» **EXCERPT PROVIDED**:
● ● ● ● ● ● ●

Groundhogs are sometimes eaten for food.[12]


So, it sounds as if we've a little more winter ahead of us. It's been a strange one indeed: so much snow when normally we barely have any.  And today it was in the mid-50's.  


A little groudhog poetry, if I can find any.  BRB.



The Groundhog
Eberhart, Richard (1904-)

In June, amid the golden fields, 
I saw a groundhog lying dead.
Dead lay he;  my senses shook,
and mind outshot our naked frailty. 
There lowly in the vigorous summer
His form began its senseless change, 
And made my senses waver dim 
Seeing nature ferocious in him. 
Inspecting close his maggots' might 
And seething cauldron of his being, 
Half with loathing, half with a strange love, 
I poked him with an angry stick. 
The fever arose, became a flame 
And Vigour circumscribed the skies, 
Immense energy in the sun, 
And through my frame a sunless trembling. 
My stick had done nor good nor harm. 
Then stood I silent in the day 
Watching the object, as before; 
And kept my reverence for knowledge 
Trying for control, to be still, 
To quell the passion of the blood; 
Until I had bent down on my knees 
Praying for joy in the sight of decay. 
And so I left;  and I returned 
In Autumn strict of eye, to see 
The sap gone out of the groundhog, 
But the bony sodden hulk remained.

● ● ● ● ● ● ●

» **INFORMATION SHOWN**:
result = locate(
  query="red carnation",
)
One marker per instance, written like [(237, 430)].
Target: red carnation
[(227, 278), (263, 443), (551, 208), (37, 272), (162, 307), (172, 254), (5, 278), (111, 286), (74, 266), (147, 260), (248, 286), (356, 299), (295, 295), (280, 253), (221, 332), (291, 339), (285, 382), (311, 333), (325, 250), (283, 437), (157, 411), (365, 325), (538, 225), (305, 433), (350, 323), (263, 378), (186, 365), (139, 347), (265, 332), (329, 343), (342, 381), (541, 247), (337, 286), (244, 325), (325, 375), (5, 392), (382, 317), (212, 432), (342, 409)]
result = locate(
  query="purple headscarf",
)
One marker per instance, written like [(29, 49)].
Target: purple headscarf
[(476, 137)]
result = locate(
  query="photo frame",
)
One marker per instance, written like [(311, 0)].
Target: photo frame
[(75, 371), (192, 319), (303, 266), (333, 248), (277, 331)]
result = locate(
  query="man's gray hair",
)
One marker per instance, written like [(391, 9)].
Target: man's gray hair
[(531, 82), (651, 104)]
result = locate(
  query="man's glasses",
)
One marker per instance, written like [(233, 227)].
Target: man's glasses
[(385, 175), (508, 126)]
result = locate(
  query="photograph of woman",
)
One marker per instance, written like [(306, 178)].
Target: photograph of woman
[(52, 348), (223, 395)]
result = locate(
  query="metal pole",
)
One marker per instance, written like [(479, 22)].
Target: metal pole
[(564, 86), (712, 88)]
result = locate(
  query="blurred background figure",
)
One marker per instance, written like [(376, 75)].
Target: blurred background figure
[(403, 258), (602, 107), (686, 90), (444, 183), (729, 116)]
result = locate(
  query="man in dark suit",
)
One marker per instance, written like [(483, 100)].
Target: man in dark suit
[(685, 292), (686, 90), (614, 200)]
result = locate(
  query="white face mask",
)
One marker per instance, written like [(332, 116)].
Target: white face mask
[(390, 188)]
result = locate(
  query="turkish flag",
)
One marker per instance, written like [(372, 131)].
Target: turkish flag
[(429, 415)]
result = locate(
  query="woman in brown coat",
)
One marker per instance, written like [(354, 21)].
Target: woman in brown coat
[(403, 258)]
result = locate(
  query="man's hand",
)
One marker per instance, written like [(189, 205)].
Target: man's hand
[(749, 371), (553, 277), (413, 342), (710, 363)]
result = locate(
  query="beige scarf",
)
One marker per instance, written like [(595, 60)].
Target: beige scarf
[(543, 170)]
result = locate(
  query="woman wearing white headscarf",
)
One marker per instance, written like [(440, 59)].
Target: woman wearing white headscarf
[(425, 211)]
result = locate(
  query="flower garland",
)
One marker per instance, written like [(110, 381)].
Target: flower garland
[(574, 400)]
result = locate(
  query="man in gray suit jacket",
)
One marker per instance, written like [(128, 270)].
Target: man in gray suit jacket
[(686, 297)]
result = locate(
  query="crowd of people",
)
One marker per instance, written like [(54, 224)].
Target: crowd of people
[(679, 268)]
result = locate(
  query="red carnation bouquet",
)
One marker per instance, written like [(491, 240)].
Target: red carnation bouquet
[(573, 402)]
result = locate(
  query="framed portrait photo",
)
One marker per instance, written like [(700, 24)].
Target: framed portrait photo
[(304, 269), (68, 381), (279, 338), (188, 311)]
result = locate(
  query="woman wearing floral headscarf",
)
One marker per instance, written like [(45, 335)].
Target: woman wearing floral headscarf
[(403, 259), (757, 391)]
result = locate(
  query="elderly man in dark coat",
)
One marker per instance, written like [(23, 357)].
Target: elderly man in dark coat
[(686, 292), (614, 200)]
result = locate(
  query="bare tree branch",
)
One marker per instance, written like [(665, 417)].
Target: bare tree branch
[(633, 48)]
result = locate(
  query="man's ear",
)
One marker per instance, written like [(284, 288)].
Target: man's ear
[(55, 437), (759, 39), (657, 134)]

● ● ● ● ● ● ●

» **PROBLEMS TO SOLVE**:
[A] In the groundhog post, in what month does the speaker of the poem see the groundhog lying dead?
[B] Continue the groundhog post after its last line.

» **THE RESPONSES**:
[A] June.

[B]
But the year had lost its meaning, 
And in intellectual chains 
I lost both love and loathing, 
Mured up in the wall of wisdom. 
Another summer took the fields again 
Massive and burning, full of life, 
But when I chanced upon the spot 
There was only a little hair left, 
And bones bleaching in the sunlight 
Beautiful as architecture; 
I watched them like a geometer, 
And cut a walking stick from a brich. 
It has been three years, now. 
There is no sign of the groundhog. 
I stood there in the whirling summer, 
My hand capped a withered heart, 
And thought of China and of Greece, 
Of Alexander in his tent; 
Of Montaigne in his tower, 
Of Saint Theresa in her wild lament.



Immortal Poems of the English Language (Williams)


And with that, I'm off to bed.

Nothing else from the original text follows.